§ **Problems to work on**:
A) Transcribe everything in the web scraping passage from "With 1.8 billion" down to "as web scraping.".
B) Substitute "yellow running shoe" for "yellow sneaker" in everything from the line of the listing that contains "Target: yellow sneaker" down to the end of the listing. Give back only those lines, with nothing else changed.

§ **Reading passage**:
⁂
With 1.8 billion websites out there, you would think humanity is busy constantly creating and consuming internet content. Although, in actuality, of the 1.8 billion, only 200 million websites (11%) are active; and of all the traffic occuring, over 60% is delivered by bots. To be clear: when you detect unusual activity on your website, you should worry. In all likelihood, it is bots attempting to steal your data or content, in a process known as web scraping.
What is web scraping?
Web scraping is the process of extracting or retrieving data from a website. This can be done manually or automatically. The lowest form of web scraping is the manual copy & paste model. At a more “professional” level, there are countless tools, from paid software to free Python libraries. Automated scripts detect your URLs, mask as users and start hitting your URLs to extract the data. This intensive burst of activity often impairs site performance and can easily lead to brand deterioration.
What is web scraping used for?
⁂
[Records from a data collection]
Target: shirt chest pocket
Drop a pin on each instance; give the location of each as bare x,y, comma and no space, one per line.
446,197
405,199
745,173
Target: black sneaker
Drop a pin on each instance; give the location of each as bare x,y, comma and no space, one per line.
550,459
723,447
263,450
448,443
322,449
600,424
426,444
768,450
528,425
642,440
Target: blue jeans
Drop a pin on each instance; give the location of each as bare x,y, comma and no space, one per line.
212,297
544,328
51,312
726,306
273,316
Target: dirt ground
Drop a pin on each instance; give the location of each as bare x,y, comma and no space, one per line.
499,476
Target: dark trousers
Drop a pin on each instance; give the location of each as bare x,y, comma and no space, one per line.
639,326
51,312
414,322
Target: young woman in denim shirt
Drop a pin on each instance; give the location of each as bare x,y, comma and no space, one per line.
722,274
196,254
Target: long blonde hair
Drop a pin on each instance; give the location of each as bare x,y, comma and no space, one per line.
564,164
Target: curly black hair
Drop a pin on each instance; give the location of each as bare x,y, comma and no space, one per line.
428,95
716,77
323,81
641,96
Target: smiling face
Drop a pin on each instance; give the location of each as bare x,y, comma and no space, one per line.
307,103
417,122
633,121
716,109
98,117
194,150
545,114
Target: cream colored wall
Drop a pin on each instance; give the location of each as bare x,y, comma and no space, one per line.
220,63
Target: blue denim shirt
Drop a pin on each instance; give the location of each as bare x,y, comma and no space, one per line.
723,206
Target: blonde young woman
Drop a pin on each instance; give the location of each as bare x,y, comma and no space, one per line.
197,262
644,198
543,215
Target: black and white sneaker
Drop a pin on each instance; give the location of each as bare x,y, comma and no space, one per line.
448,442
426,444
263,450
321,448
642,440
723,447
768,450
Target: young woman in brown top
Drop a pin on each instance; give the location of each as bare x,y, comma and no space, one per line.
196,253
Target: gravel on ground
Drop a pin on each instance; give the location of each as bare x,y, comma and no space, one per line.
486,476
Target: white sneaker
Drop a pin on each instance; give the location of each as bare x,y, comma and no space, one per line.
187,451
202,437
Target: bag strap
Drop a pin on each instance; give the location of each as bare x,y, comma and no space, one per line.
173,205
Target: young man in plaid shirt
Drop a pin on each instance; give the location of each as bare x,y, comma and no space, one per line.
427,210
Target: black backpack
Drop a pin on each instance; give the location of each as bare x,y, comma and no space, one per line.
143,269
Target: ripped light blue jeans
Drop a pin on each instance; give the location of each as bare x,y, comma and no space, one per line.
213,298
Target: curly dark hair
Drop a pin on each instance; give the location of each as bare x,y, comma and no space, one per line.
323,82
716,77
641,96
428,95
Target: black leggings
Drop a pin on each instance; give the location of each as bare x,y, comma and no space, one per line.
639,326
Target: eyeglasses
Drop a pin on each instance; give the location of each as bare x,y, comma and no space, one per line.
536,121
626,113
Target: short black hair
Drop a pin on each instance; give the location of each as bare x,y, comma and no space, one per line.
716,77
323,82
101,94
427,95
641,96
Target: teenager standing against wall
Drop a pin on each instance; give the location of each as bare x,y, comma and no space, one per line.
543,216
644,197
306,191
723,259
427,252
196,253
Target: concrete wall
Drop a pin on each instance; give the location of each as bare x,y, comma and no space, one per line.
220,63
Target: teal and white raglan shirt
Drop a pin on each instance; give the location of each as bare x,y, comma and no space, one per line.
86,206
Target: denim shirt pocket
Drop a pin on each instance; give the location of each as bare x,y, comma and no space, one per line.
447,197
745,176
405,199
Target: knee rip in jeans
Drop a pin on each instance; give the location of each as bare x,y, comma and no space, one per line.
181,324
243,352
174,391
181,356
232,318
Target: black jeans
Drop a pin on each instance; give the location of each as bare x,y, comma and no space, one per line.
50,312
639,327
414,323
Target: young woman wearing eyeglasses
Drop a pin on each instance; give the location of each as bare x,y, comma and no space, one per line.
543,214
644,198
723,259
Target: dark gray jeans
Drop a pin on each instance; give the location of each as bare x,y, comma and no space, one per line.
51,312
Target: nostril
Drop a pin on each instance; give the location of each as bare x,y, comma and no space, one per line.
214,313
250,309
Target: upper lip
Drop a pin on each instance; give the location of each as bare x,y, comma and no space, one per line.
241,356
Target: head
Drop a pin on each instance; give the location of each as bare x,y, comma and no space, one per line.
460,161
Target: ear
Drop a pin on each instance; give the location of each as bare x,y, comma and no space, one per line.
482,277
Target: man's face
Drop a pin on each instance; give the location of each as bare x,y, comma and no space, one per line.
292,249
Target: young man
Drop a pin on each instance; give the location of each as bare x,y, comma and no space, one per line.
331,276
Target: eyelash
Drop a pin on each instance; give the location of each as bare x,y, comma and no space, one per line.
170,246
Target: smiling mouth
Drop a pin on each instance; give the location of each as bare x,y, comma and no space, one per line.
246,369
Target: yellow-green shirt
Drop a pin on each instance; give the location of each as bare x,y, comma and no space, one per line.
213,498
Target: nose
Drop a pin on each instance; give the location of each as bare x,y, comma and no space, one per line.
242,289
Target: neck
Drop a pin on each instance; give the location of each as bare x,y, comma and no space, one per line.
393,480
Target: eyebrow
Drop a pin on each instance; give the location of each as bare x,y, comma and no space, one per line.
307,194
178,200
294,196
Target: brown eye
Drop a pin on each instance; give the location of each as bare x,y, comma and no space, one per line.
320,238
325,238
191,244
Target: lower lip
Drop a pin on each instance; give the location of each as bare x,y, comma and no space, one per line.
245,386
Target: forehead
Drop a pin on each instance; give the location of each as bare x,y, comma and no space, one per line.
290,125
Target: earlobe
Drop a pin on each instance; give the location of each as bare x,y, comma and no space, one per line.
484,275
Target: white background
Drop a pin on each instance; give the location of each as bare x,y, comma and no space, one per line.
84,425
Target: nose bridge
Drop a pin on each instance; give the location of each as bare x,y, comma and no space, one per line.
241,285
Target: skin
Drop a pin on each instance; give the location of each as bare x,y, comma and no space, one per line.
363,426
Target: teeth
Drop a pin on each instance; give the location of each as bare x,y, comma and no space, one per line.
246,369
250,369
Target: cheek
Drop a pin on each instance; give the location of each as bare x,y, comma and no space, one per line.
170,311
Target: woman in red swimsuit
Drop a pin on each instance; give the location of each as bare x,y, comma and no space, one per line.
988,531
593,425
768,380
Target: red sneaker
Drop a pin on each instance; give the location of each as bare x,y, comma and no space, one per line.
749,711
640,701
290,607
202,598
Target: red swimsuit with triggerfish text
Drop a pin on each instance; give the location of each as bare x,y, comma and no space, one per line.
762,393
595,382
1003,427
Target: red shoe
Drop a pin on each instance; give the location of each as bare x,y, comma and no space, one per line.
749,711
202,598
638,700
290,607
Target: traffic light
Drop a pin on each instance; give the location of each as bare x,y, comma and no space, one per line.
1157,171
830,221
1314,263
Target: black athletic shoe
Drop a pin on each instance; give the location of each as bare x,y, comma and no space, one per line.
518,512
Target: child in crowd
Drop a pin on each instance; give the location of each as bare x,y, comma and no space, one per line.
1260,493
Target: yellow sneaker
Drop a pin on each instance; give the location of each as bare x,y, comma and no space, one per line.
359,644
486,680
⁂
§ **Solutions by task**:
A)
With 1.8 billion websites out there, you would think humanity is busy constantly creating and consuming internet content. Although, in actuality, of the 1.8 billion, only 200 million websites (11%) are active; and of all the traffic occuring, over 60% is delivered by bots. To be clear: when you detect unusual activity on your website, you should worry. In all likelihood, it is bots attempting to steal your data or content, in a process known as web scraping.

B)
Target: yellow running shoe
Drop a pin on each instance; give the location of each as bare x,y, comma and no space, one per line.
359,644
486,680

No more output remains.